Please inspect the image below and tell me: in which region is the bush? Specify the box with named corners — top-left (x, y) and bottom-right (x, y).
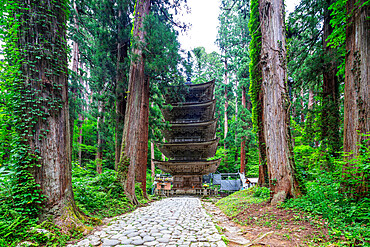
top-left (72, 165), bottom-right (134, 218)
top-left (283, 173), bottom-right (370, 244)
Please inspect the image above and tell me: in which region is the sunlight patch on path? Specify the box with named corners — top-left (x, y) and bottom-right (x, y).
top-left (67, 197), bottom-right (226, 247)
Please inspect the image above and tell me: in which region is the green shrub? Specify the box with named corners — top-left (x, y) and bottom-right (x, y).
top-left (72, 165), bottom-right (133, 218)
top-left (283, 173), bottom-right (370, 244)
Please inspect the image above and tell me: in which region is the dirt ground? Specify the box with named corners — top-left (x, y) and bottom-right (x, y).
top-left (203, 200), bottom-right (335, 247)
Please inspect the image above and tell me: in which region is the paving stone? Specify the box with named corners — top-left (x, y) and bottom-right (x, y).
top-left (72, 197), bottom-right (226, 247)
top-left (103, 239), bottom-right (120, 246)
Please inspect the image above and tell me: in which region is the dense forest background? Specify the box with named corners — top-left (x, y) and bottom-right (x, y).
top-left (0, 0), bottom-right (370, 246)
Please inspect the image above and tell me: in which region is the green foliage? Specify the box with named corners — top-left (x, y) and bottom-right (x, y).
top-left (72, 164), bottom-right (133, 218)
top-left (216, 186), bottom-right (270, 217)
top-left (284, 173), bottom-right (370, 245)
top-left (248, 0), bottom-right (262, 132)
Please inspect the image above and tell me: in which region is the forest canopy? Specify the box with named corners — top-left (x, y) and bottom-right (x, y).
top-left (0, 0), bottom-right (370, 246)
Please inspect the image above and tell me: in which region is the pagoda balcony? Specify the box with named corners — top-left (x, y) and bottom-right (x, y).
top-left (163, 119), bottom-right (217, 142)
top-left (162, 100), bottom-right (216, 123)
top-left (157, 139), bottom-right (219, 161)
top-left (164, 80), bottom-right (215, 105)
top-left (153, 159), bottom-right (221, 176)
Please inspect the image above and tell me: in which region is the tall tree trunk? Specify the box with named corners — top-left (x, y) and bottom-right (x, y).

━━━━━━━━━━

Retype all of the material above word for word, leaving out the picture.

Output for this exercise.
Please inspect the image below and tell me: in which region is the bush? Specify the box with named corners — top-left (x, y) and bottom-right (x, y).
top-left (72, 165), bottom-right (134, 218)
top-left (283, 173), bottom-right (370, 244)
Please inspect the image above and tell me: in which region is the sunlight patch on path? Specify the box with named corners — top-left (x, y) and bottom-right (x, y).
top-left (67, 197), bottom-right (226, 247)
Please inspect the image above and tell me: in which region is the green shrub? Specify the box with named corners — top-left (x, y) and bottom-right (x, y).
top-left (72, 165), bottom-right (133, 218)
top-left (283, 173), bottom-right (370, 244)
Please inspect the image above and tell me: in which region is the dirt ground? Specify the box with named corners — top-left (x, y) and bottom-right (x, y).
top-left (203, 200), bottom-right (335, 247)
Please inspect the image above and tell me: in which region is the paving stone? Specify the box with named corners — top-left (x, y) and bottom-right (x, y).
top-left (72, 197), bottom-right (226, 247)
top-left (103, 239), bottom-right (120, 246)
Please inspect the image above and tell me: in which region is the dense forest background? Specify the box with named corners — top-left (x, y) and bottom-right (x, y).
top-left (0, 0), bottom-right (370, 246)
Please inspect the image above and tell me: in which region is the green foliage? Specify the box with named corners — top-left (x, y) and bottom-right (x, y).
top-left (72, 164), bottom-right (133, 218)
top-left (216, 186), bottom-right (270, 217)
top-left (284, 173), bottom-right (370, 245)
top-left (248, 0), bottom-right (262, 132)
Please inspect the image above and tell me: in which region is the forest canopy? Specify the box with named corners — top-left (x, y) and bottom-right (x, y).
top-left (0, 0), bottom-right (370, 246)
Please inspect the image above and tell me: in which region is the pagoda balcony? Specify the box with named corners — top-left (x, y) and bottom-right (x, y).
top-left (163, 119), bottom-right (217, 142)
top-left (162, 100), bottom-right (216, 123)
top-left (157, 139), bottom-right (219, 161)
top-left (164, 80), bottom-right (215, 105)
top-left (153, 159), bottom-right (221, 176)
Please inspect the image above and tell me: in which region is the tall tree trunk? Specify the box with named corners — top-left (x, y) and bottom-right (x, y).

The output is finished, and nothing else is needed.